Recorded data

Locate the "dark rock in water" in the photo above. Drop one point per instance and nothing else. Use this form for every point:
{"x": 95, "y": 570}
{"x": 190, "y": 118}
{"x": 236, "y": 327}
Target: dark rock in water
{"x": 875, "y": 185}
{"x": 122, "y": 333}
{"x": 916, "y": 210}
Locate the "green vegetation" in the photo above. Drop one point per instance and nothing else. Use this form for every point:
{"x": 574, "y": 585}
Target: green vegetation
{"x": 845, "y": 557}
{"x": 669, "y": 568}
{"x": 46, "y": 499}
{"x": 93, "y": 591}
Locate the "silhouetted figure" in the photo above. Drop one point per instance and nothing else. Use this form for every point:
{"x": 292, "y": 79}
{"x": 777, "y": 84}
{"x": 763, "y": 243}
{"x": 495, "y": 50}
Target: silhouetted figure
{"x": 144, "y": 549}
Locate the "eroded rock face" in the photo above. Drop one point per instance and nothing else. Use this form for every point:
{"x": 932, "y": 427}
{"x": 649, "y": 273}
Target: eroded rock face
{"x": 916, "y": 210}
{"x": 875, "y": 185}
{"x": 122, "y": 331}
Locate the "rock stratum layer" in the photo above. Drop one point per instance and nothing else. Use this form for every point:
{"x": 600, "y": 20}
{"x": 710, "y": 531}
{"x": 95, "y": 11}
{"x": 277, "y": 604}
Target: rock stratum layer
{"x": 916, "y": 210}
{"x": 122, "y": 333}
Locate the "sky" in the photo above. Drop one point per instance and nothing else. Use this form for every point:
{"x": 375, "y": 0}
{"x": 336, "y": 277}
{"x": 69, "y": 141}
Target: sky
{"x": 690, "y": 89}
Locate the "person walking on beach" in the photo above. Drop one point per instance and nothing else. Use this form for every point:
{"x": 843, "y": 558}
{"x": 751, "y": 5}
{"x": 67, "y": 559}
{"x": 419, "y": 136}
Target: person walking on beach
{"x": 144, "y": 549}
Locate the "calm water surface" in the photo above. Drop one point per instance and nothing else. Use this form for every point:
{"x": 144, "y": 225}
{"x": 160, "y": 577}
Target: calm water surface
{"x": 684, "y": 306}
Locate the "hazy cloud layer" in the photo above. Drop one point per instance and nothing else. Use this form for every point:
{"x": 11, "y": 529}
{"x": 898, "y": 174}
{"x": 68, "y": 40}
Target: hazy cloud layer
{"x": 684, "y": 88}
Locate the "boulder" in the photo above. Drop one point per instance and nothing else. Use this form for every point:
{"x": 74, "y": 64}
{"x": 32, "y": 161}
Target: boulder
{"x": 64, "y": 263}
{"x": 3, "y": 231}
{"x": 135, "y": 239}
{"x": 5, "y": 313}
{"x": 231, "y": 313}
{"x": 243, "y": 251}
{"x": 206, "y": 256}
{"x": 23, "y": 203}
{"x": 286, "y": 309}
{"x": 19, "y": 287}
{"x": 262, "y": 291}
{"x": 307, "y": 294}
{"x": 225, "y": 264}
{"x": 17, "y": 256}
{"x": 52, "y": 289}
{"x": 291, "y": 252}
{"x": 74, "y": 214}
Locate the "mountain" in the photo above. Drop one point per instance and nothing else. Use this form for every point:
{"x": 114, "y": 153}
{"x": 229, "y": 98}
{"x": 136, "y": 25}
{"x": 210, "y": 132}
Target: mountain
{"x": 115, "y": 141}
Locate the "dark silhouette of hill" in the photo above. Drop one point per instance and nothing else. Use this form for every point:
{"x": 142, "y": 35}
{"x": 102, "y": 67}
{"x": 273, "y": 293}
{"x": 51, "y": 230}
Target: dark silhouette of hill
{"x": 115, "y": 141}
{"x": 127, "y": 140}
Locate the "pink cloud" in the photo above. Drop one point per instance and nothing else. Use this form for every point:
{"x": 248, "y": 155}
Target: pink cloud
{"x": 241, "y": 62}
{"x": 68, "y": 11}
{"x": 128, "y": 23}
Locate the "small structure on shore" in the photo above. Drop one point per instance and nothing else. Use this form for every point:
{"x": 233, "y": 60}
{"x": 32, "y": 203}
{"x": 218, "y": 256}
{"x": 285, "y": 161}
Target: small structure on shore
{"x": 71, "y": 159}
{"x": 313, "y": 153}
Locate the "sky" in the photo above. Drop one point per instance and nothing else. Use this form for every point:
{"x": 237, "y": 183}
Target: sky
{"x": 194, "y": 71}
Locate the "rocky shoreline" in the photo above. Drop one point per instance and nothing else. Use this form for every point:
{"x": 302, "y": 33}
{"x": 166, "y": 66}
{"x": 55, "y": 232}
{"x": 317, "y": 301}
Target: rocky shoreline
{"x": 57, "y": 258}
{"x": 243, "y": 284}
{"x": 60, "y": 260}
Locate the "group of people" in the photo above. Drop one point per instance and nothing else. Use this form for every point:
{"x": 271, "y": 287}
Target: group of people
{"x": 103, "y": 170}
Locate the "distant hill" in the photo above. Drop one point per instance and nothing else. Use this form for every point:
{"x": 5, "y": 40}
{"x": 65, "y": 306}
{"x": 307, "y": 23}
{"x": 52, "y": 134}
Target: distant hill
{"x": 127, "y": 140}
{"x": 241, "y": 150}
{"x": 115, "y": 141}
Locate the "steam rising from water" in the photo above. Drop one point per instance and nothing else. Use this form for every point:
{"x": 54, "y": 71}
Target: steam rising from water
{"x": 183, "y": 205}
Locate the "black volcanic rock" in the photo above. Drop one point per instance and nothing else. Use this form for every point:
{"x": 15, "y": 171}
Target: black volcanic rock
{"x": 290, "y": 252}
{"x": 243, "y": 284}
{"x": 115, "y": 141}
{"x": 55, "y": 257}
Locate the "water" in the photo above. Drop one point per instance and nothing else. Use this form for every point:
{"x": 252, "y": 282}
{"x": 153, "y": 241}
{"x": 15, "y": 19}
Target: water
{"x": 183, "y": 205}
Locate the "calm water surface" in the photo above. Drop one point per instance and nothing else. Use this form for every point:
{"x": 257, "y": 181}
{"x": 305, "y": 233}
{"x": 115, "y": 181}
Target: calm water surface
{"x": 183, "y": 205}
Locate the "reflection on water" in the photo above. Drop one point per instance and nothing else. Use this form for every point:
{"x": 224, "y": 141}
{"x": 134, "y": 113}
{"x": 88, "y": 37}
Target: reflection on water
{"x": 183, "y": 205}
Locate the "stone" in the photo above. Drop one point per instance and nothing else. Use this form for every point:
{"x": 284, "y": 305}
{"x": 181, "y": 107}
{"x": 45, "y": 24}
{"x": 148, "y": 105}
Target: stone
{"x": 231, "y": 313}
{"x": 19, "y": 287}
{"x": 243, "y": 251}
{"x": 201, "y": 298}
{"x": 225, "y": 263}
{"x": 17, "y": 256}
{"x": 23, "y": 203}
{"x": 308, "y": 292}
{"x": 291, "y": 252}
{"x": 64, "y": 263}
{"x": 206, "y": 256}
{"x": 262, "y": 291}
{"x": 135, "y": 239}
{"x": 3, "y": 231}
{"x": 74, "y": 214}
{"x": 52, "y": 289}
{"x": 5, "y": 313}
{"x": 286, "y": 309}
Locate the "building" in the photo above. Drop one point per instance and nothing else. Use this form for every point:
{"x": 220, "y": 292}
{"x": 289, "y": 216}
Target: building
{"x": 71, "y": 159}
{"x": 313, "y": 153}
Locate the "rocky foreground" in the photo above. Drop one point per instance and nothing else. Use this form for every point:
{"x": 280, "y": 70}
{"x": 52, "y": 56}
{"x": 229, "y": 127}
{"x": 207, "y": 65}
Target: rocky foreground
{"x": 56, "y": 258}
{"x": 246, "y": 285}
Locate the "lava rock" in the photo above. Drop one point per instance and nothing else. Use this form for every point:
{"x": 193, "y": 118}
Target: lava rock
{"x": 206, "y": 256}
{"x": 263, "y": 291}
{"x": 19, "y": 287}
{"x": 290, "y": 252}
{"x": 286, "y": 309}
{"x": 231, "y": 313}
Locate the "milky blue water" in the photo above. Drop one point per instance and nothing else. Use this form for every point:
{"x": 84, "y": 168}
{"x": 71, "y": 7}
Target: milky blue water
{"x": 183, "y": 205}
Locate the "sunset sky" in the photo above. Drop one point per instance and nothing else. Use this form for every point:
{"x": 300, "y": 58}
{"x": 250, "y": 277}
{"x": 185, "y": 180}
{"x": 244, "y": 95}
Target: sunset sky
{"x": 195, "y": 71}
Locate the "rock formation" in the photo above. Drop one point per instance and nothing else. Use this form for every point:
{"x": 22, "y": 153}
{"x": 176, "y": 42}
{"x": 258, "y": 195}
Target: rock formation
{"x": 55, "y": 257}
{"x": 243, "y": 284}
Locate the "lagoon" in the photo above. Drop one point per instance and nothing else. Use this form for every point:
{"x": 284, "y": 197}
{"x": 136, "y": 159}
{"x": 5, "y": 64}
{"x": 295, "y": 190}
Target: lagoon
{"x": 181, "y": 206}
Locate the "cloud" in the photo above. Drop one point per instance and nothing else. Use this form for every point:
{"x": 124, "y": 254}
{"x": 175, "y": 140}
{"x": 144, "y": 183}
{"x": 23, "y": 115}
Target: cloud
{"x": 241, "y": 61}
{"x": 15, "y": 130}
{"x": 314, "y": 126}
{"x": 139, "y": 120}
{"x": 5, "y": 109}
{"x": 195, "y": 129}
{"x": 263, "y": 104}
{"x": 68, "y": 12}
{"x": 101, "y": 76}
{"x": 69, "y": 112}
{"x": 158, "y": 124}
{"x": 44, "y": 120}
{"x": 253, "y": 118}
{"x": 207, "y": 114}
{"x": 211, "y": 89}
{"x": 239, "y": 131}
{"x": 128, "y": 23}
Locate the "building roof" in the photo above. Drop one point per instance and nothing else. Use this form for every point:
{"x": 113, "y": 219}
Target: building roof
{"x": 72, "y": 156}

* * *

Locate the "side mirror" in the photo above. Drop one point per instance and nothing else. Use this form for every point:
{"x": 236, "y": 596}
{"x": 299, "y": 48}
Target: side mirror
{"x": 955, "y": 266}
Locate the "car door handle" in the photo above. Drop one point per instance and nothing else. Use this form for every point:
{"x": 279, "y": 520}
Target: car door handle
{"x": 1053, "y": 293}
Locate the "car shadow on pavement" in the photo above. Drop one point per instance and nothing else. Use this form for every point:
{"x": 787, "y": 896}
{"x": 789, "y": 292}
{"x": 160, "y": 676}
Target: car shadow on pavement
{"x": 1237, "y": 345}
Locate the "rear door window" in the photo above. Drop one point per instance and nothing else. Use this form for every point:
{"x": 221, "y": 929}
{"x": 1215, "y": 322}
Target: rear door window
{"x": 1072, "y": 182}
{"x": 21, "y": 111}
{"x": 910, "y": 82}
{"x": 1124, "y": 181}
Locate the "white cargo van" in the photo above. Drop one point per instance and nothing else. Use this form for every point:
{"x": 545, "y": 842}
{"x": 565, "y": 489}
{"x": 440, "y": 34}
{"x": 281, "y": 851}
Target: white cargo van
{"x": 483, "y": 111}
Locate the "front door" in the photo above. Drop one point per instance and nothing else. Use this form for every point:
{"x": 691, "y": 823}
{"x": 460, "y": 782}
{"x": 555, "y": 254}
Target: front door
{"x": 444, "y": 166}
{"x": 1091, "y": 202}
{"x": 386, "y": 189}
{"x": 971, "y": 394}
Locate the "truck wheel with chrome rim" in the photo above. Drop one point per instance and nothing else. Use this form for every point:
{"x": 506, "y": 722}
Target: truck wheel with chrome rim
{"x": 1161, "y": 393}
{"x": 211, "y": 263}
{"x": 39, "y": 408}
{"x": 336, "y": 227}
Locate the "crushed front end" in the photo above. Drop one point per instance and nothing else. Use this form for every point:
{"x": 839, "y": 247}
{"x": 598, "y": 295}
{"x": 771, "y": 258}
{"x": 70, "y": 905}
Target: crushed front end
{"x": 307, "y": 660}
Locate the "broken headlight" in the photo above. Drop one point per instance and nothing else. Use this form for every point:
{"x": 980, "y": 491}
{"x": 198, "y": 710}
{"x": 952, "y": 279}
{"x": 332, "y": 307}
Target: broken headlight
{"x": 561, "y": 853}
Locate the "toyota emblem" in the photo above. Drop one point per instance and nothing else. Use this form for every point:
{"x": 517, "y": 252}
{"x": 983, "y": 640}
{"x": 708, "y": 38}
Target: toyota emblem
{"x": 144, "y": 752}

--

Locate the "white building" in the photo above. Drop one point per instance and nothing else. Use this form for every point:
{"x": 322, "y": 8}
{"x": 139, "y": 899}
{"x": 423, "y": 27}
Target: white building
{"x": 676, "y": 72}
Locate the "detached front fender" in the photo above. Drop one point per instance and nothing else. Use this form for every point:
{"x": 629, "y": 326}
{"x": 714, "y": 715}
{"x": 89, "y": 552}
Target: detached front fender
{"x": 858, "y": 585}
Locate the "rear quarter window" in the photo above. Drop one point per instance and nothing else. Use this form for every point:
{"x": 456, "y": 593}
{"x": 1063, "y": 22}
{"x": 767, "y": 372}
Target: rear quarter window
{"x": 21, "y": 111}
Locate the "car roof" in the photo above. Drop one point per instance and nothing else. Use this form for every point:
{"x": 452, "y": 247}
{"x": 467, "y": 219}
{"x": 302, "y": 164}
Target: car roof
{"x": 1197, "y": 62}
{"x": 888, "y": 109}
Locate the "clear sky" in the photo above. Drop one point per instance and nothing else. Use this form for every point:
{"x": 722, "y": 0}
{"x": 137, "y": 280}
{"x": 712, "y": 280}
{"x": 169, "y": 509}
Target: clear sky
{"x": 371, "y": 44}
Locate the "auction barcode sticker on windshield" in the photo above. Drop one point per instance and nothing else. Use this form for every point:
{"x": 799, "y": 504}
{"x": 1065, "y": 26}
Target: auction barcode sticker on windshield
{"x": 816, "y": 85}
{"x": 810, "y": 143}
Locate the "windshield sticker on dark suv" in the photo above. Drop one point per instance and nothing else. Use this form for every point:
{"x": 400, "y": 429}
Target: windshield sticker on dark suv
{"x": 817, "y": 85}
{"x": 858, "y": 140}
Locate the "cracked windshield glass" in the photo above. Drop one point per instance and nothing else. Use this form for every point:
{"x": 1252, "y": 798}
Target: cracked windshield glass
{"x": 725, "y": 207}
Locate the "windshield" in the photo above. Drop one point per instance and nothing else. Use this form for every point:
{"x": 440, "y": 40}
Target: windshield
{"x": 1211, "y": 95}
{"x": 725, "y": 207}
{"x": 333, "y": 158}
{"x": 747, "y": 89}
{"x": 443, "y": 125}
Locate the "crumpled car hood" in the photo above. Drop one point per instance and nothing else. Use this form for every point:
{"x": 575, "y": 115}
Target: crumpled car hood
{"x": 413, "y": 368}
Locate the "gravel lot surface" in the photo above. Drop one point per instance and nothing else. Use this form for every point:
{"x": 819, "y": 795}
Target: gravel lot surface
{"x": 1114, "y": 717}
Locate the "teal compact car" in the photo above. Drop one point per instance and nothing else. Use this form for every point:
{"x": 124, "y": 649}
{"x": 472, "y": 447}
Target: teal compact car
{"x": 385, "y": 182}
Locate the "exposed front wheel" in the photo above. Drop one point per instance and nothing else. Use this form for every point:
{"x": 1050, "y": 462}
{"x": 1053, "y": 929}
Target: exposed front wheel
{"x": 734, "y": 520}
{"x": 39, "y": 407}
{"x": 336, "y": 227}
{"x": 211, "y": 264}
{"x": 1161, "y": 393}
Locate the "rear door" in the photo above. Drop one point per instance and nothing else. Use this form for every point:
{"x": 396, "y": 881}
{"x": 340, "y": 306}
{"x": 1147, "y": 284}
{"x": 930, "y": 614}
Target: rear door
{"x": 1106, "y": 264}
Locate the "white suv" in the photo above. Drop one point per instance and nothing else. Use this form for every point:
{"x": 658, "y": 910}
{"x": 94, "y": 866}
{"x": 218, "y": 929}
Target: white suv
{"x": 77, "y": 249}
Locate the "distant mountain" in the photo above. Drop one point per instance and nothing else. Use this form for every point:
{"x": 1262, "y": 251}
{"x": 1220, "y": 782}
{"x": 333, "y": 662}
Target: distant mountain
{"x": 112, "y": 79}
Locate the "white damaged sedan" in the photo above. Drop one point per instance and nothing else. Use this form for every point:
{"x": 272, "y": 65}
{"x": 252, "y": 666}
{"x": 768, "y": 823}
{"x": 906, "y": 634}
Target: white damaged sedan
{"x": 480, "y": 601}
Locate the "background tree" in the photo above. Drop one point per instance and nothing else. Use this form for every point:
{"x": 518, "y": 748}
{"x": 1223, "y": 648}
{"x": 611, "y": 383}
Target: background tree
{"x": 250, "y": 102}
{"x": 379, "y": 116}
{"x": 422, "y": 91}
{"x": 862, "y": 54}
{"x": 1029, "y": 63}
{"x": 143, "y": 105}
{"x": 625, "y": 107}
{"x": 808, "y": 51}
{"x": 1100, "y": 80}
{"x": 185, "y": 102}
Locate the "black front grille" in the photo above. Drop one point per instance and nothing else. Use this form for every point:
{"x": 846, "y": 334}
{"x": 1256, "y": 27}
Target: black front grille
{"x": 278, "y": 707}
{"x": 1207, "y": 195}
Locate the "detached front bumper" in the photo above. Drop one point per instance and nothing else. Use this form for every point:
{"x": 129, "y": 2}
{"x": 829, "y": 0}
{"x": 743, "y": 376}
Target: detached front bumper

_Prompt_. Determine how many lines of the records above hold the word "bumper" and give the number with nothing added.

_Answer_. 2